■ TASK PROMPT ■
Locate all lines in the data below that hold "keypoint" and show them.

Point localization data

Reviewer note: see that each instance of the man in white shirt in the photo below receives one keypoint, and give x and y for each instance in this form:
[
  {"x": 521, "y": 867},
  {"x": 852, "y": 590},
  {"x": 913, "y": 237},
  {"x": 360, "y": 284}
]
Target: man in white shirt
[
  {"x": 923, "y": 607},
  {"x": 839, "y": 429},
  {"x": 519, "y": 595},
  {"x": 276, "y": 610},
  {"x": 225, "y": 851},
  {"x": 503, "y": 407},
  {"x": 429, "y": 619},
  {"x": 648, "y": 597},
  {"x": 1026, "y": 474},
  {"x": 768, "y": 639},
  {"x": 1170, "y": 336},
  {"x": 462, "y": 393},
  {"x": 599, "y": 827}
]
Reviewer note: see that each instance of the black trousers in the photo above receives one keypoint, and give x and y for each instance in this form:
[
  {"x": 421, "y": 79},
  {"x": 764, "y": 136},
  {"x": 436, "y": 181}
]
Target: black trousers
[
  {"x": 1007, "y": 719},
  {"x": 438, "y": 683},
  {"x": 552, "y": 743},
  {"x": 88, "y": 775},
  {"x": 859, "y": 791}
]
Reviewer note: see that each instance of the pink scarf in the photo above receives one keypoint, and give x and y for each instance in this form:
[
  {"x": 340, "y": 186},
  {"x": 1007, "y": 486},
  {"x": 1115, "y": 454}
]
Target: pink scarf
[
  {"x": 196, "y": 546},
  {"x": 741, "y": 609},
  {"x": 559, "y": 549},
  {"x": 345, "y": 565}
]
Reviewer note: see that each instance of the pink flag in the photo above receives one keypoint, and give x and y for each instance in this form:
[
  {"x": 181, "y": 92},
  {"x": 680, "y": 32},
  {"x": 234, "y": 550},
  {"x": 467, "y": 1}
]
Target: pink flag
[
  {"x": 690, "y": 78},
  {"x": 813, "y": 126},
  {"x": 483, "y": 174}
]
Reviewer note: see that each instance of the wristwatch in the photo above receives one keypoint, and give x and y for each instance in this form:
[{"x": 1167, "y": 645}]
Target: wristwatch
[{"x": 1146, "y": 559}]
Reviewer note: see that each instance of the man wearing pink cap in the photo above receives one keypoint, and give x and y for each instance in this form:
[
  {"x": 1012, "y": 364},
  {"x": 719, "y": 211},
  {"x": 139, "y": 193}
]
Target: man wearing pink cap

■ RESPONSE TO THIS EXERCISE ■
Reviewer note: see that each instance of the man in white shirt in the photo below receives one keypoint, and give x and y for each instance in this form:
Reviewer note: see that each instance of the black trousers in the photo above receives one keypoint, and give x and y for each instance in this form:
Reviewer note: see that each instance of the pink scarf in the photo above receives one keypoint, and give x and y for each instance in this form:
Reviewer note: see that each instance of the pink flag in the photo above receives one keypoint, and give x and y for each instance in this form:
Reviewer note: see that each instance of the wristwatch in the photo above receives one keypoint, and give x and y for each instance in this form:
Reviewer note: see that each instance of the man wearing pink cap in the photo above receives one keypoint, and give x and y for each instance in this form:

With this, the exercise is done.